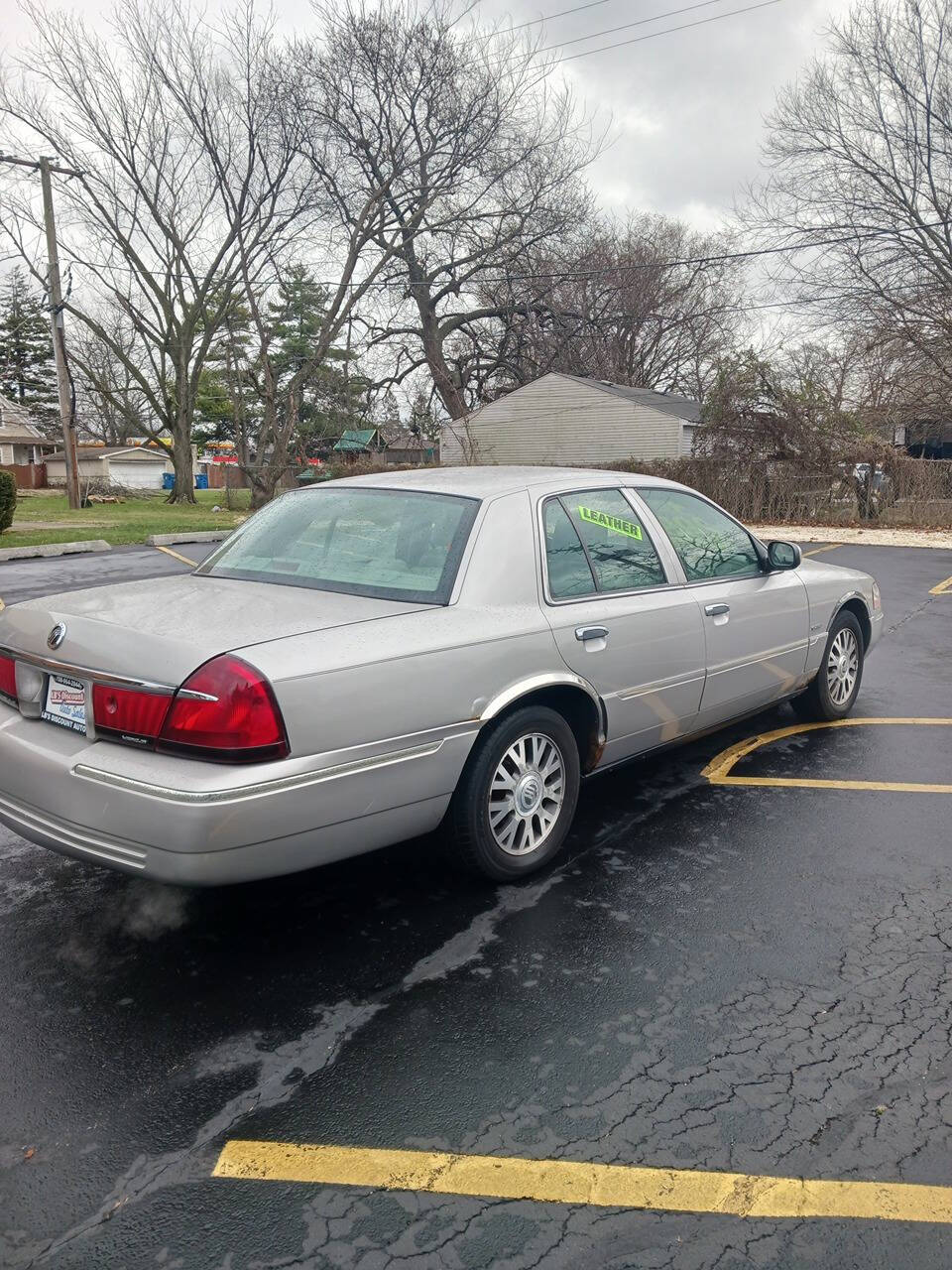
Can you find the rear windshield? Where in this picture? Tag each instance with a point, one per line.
(390, 544)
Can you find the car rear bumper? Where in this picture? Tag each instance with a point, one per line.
(199, 824)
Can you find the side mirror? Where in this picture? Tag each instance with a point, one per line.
(783, 556)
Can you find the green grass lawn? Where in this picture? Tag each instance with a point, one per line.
(46, 517)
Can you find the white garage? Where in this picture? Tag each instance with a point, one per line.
(130, 466)
(136, 474)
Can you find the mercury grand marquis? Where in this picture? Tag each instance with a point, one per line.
(380, 657)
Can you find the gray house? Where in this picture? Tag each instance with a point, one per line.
(571, 421)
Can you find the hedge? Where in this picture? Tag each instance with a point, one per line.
(8, 499)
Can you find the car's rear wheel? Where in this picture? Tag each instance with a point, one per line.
(517, 797)
(833, 693)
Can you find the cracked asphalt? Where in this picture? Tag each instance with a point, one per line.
(714, 978)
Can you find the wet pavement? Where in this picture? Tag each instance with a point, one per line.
(753, 979)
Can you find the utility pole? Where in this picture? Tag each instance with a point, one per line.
(46, 167)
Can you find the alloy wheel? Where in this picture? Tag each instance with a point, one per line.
(842, 666)
(526, 794)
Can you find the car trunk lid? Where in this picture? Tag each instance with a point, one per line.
(163, 629)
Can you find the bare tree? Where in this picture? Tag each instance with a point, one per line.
(480, 158)
(630, 308)
(860, 151)
(188, 183)
(112, 405)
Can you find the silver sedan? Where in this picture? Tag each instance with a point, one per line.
(384, 656)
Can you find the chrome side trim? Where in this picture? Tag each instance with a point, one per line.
(796, 647)
(843, 599)
(23, 818)
(208, 798)
(645, 690)
(543, 681)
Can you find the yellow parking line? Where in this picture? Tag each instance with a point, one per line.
(177, 557)
(719, 770)
(565, 1182)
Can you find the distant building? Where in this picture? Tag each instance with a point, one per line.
(411, 447)
(359, 441)
(572, 421)
(927, 440)
(21, 440)
(131, 466)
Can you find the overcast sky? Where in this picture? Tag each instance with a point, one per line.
(688, 107)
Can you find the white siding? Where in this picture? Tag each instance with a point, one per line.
(558, 421)
(89, 468)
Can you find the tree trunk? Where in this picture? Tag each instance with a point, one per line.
(184, 488)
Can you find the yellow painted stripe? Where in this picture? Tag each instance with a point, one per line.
(177, 557)
(719, 770)
(563, 1182)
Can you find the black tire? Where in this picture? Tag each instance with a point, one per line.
(468, 834)
(819, 702)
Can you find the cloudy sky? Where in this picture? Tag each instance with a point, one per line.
(687, 107)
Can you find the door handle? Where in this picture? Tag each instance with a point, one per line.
(583, 633)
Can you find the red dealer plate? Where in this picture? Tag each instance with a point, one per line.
(66, 702)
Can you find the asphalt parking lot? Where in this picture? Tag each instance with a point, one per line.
(726, 973)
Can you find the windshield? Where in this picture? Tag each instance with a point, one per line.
(390, 544)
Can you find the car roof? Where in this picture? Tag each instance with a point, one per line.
(492, 481)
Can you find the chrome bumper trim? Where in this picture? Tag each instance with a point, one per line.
(206, 798)
(99, 848)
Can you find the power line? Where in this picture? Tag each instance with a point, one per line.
(549, 17)
(627, 26)
(578, 275)
(669, 31)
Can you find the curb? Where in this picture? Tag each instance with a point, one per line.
(167, 540)
(53, 549)
(847, 535)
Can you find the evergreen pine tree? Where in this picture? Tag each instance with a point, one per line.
(27, 367)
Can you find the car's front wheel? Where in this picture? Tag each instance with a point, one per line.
(517, 797)
(833, 693)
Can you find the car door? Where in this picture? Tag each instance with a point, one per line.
(617, 619)
(757, 622)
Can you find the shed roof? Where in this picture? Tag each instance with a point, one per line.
(667, 403)
(136, 453)
(356, 439)
(17, 423)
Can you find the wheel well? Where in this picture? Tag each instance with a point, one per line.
(858, 608)
(579, 711)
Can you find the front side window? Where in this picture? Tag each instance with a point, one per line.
(708, 543)
(594, 541)
(390, 544)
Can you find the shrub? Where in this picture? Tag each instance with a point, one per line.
(8, 499)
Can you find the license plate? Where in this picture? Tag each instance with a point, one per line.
(66, 702)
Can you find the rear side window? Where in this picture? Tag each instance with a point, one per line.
(708, 543)
(594, 541)
(390, 544)
(569, 572)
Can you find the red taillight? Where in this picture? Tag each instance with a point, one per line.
(239, 721)
(132, 715)
(8, 677)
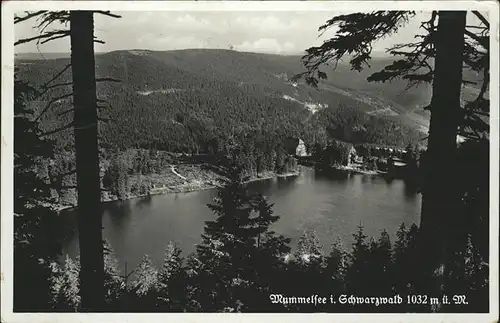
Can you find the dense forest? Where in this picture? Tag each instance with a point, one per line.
(154, 106)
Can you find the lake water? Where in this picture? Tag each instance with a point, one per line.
(333, 205)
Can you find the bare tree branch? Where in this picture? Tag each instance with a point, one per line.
(107, 13)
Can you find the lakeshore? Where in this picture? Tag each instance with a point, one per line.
(182, 178)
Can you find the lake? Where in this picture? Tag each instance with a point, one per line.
(332, 204)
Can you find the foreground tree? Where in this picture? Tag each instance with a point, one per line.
(85, 126)
(34, 245)
(438, 57)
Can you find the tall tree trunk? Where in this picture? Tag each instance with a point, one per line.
(87, 161)
(440, 198)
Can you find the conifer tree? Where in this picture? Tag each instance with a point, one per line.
(85, 126)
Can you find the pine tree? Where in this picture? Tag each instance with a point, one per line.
(234, 243)
(65, 286)
(172, 279)
(381, 265)
(453, 45)
(146, 278)
(85, 126)
(35, 244)
(358, 272)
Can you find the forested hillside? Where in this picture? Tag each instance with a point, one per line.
(204, 100)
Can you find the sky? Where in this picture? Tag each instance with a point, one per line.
(258, 31)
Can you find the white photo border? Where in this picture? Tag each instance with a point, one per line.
(11, 7)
============================================================
=== EXERCISE ===
Rewrite the records from the line holding "Can you find the red taillight?" through the end of the records, inclusive, with "Tag each instance" swapped for "Mark every instance" and nothing else changed. Leave the pictures out of your answer.

=== RESPONSE ===
Can you find the red taillight? Where in this picture? Mark every instance with a point, one per line.
(239, 721)
(132, 715)
(8, 677)
Can you find the dense forest? Where in this picture? Mark every instance with a point, one per line.
(154, 106)
Can you find the lake water? Where in this picture? Mark every instance with a point, one per line.
(333, 205)
Can you find the bare tree branch? Where in this picture? Mark every instance with a point, one per line.
(107, 13)
Can you find the lakeshore? Where in this picture? Mark every instance with a point, one per line.
(182, 178)
Can you find the lake? Where in this picture? Mark every instance with a point, one per line.
(332, 204)
Can you find the foreground tree? Where in this picture? Mark every instance with a point, one per line.
(85, 126)
(34, 245)
(438, 57)
Can you find the tall tree trunk? Where in this picture? Mark every instance with a point, one per line.
(87, 161)
(440, 198)
Can you find the conifer tree? Where in this picture? Mark every instance with a point, one per line.
(85, 126)
Can you find the pine tree? Where in this picture? Mark every instance with a point, one per line.
(234, 243)
(65, 286)
(172, 279)
(381, 265)
(453, 45)
(146, 278)
(85, 126)
(35, 244)
(358, 272)
Can you find the forested hillside? Where in this picture? Mark every instance with a point, one per line.
(204, 100)
Can you find the sky? Where in this picture? Mark every instance with a point, one per line.
(258, 31)
Can you find the white photo border? Where in this picture? Mark every instance with a point, one per line.
(11, 7)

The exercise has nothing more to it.